§ Data excerpts:
---+---

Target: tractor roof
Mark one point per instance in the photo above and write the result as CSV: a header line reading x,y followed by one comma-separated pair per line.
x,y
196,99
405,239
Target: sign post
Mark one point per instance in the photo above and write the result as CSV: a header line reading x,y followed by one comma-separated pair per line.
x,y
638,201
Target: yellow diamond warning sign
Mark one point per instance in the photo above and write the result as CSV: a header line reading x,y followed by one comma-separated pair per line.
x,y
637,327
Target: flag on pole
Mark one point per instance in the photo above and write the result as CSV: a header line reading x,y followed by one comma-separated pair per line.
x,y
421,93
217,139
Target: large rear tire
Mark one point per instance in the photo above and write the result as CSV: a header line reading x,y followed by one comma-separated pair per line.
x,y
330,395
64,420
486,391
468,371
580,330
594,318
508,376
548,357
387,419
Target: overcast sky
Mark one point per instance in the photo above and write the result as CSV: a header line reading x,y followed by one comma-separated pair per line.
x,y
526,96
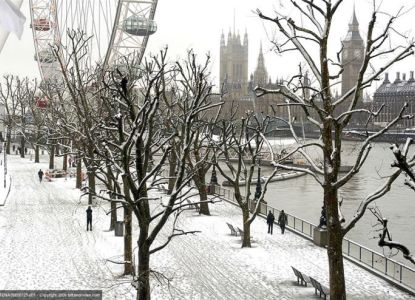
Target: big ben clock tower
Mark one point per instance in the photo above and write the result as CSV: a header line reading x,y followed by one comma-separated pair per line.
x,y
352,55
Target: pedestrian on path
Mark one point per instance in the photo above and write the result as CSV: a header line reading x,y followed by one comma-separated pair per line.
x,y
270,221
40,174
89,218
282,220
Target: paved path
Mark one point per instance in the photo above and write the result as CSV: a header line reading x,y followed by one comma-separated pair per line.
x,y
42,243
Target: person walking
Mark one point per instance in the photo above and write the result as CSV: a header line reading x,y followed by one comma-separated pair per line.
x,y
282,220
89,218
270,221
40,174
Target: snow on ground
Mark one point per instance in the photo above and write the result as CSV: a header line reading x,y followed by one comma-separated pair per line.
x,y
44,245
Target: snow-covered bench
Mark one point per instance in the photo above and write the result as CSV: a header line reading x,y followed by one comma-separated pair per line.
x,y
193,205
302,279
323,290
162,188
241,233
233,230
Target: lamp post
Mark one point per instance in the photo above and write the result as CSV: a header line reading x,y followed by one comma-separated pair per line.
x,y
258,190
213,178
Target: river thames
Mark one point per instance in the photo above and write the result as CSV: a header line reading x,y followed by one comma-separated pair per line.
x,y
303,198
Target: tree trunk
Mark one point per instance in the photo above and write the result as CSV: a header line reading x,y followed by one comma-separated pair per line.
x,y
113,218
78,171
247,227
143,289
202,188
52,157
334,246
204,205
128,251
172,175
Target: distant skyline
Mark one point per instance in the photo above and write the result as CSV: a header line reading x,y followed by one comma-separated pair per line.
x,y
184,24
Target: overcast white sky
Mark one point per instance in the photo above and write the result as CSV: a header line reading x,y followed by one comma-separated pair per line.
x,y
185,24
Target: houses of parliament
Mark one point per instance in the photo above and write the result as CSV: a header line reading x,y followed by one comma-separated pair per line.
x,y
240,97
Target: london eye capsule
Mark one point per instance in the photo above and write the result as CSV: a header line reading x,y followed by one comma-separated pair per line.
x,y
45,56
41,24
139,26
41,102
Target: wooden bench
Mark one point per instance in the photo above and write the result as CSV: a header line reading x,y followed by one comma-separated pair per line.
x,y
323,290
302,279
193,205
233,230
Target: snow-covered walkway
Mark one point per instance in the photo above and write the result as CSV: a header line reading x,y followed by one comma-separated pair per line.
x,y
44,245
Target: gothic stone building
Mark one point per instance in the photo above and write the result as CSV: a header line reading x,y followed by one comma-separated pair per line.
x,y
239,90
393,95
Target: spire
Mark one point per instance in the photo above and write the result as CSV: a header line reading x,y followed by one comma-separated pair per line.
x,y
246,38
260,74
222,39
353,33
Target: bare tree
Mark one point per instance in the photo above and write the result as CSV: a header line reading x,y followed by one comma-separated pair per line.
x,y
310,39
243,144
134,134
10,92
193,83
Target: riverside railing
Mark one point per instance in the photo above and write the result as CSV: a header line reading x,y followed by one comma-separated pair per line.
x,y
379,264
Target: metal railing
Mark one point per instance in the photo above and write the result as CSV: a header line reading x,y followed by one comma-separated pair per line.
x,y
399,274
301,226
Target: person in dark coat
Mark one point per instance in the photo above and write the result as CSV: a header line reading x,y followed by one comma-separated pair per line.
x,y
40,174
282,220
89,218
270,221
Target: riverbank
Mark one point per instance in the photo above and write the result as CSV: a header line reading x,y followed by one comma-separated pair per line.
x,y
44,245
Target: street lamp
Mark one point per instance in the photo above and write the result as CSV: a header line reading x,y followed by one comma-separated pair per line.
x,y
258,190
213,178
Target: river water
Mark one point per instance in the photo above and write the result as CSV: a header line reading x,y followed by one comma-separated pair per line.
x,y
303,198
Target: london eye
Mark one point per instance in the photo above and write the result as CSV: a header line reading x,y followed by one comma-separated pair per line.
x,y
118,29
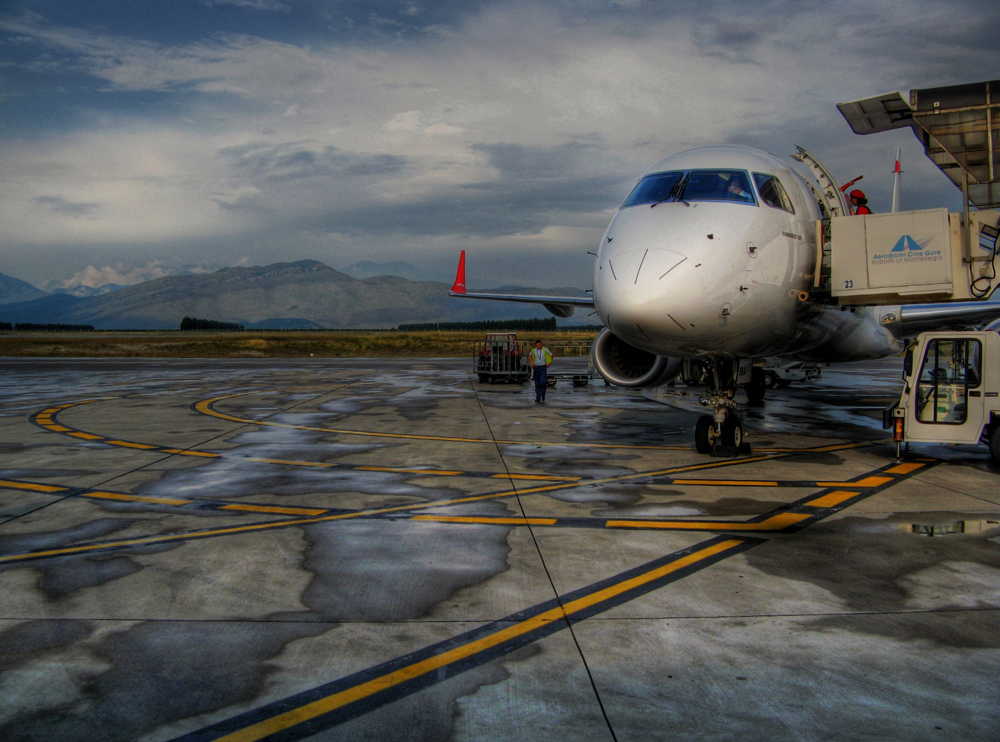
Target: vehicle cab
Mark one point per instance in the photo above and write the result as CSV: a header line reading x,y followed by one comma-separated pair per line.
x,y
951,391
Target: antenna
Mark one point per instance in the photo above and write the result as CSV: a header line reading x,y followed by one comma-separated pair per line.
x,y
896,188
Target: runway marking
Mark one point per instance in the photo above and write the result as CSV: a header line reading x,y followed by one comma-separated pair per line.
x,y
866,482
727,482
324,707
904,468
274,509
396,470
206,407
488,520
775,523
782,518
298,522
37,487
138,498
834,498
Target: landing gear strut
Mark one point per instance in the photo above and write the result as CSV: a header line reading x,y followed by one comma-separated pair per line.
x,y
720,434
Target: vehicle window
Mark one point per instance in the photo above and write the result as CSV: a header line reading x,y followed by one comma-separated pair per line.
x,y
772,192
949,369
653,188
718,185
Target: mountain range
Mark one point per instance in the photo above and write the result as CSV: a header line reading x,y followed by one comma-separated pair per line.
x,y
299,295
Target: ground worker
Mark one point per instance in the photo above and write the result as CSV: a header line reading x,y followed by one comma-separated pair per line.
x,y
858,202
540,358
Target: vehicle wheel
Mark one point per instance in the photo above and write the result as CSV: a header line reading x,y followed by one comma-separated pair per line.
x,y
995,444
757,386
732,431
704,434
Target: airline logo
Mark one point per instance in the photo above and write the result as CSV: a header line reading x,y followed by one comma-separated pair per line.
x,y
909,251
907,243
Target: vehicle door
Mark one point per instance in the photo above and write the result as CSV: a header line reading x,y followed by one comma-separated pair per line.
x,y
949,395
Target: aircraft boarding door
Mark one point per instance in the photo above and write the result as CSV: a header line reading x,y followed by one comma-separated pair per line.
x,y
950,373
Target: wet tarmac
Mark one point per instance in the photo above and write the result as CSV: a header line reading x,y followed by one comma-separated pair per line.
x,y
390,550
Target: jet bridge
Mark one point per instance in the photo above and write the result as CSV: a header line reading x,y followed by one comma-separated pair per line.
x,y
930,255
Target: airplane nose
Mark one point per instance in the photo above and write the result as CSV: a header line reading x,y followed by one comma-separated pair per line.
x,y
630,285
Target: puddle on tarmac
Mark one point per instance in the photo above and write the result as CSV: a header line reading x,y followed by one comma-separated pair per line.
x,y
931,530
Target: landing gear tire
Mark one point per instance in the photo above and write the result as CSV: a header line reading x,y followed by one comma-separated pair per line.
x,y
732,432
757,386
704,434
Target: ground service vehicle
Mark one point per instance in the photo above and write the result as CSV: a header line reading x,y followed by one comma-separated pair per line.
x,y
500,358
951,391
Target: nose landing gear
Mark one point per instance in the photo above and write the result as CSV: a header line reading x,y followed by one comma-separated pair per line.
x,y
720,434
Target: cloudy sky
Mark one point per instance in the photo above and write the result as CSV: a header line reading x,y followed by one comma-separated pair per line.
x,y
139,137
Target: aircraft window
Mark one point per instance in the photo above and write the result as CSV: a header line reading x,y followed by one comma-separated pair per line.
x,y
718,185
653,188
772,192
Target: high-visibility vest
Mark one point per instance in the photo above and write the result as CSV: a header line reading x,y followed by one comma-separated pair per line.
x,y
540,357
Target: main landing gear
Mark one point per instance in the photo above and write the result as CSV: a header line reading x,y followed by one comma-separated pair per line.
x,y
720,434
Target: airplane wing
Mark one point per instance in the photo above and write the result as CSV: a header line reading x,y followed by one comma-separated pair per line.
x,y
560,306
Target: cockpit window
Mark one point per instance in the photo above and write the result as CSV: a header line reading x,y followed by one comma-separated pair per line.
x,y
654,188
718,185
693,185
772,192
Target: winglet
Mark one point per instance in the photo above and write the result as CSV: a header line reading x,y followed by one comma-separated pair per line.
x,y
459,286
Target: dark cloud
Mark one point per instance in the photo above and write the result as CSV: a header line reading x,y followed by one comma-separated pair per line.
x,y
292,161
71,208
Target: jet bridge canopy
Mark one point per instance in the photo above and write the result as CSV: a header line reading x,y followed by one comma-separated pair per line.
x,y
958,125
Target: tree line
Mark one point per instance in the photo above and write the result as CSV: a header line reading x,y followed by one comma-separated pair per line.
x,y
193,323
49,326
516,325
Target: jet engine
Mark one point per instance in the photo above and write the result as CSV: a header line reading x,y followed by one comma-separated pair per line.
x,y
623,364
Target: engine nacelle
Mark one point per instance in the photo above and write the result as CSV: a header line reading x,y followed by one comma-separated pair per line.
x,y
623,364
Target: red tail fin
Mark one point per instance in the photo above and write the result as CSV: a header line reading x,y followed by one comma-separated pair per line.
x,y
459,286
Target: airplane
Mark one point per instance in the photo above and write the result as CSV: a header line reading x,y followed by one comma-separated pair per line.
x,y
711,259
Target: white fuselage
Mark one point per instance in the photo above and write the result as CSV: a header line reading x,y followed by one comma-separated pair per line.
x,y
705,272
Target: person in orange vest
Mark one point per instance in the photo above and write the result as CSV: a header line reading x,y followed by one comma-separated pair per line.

---+---

§ Task requirements: Only one number is needed: please count the lines of the entries above in which the string "landing" occurs.

§ Finished exercise: 4